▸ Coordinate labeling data
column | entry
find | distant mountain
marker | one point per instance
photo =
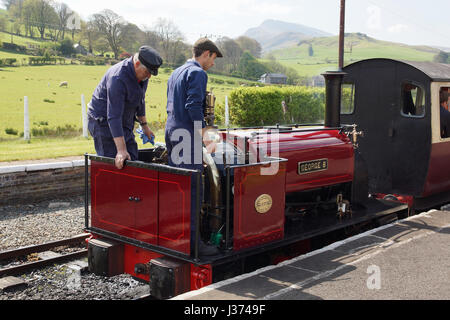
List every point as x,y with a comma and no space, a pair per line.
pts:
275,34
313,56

▸ Instructions to follow
Rewrite the records above, putting "far-off mountain" in place of "distant mountain" and keeping everything else the same. Leave the pictures out of your answer.

▸ The solution
column | entry
find | far-off mountain
marker | one point per instance
photo =
List every point as x,y with a comma and no space, a pair per line.
pts:
275,34
313,56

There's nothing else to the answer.